--- BEGIN ---

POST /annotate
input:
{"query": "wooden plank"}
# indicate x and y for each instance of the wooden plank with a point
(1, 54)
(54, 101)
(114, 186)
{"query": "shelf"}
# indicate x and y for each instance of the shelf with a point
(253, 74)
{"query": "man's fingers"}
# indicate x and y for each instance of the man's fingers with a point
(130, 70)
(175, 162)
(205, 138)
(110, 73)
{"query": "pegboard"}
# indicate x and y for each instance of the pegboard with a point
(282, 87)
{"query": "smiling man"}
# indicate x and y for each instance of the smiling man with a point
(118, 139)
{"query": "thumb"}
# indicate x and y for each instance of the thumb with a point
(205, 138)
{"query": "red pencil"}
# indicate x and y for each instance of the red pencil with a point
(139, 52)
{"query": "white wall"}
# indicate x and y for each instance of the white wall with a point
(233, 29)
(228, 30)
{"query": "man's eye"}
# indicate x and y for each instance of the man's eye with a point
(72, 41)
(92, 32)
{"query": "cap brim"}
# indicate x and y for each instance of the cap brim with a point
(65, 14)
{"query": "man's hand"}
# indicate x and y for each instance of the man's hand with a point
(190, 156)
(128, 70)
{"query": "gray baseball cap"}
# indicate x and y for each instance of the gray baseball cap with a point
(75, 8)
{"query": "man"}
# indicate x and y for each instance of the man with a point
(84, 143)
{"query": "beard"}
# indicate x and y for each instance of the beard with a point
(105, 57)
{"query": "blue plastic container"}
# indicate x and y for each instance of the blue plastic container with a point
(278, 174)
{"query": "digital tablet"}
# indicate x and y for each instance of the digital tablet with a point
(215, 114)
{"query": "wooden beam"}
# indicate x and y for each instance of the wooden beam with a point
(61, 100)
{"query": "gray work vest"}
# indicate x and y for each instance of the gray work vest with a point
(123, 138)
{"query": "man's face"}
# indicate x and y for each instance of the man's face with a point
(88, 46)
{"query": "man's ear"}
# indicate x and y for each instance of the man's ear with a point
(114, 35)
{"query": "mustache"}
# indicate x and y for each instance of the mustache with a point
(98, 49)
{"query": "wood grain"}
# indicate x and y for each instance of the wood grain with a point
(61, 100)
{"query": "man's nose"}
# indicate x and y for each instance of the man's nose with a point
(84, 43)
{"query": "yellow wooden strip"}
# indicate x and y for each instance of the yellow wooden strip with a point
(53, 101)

--- END ---
--- BEGIN ---

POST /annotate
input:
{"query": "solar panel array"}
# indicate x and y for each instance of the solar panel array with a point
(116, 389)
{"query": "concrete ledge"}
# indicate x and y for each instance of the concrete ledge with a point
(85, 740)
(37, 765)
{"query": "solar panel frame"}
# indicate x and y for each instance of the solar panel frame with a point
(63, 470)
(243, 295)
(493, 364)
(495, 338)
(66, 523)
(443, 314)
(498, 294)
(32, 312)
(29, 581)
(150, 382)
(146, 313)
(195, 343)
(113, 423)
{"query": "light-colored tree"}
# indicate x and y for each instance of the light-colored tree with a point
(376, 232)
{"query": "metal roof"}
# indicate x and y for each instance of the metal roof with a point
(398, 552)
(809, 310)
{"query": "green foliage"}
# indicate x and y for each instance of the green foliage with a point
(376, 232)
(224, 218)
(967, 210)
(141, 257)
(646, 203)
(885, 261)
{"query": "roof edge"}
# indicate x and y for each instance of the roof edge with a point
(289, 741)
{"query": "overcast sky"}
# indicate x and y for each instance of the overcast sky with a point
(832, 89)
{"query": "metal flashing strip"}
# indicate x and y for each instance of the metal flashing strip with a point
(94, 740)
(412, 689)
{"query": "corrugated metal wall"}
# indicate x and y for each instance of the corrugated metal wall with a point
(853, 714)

--- END ---
--- BEGIN ---

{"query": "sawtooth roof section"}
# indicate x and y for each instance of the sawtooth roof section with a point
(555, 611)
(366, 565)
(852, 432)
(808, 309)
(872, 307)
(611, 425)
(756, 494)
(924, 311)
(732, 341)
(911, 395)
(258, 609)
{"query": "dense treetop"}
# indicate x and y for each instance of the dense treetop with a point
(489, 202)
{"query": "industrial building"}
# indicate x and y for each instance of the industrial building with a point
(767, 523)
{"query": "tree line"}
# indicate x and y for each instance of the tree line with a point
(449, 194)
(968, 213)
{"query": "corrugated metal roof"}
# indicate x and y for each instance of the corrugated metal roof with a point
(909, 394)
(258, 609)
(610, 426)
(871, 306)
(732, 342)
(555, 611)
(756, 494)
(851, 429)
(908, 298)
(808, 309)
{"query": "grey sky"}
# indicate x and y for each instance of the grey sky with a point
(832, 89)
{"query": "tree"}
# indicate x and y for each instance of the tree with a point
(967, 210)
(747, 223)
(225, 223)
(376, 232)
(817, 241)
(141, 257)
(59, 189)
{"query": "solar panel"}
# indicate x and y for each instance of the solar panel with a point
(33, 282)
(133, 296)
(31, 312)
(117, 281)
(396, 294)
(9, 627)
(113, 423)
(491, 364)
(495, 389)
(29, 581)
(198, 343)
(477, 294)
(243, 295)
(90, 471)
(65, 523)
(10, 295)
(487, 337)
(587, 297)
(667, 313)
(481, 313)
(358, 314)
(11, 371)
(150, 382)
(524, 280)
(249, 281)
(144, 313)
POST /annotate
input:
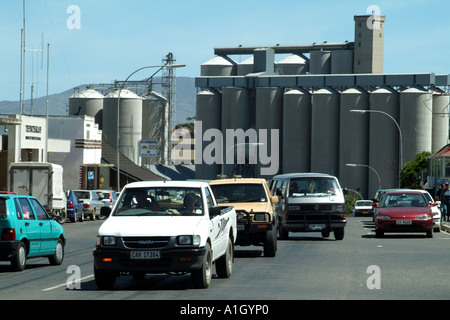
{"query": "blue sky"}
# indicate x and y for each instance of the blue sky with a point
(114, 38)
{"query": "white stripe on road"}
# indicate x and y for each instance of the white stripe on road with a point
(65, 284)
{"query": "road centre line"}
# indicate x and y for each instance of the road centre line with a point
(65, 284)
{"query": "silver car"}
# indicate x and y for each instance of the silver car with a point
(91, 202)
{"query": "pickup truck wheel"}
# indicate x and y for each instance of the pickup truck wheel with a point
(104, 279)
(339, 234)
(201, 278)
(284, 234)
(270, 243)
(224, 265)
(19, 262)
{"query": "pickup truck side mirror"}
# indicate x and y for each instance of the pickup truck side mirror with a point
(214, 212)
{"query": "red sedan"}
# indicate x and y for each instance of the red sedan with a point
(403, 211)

--- END ---

What you should do >> Report how many lines in the entries above contain the string "grey", treating uppercase and lowercase as different. Give only the number.

Full response >> 2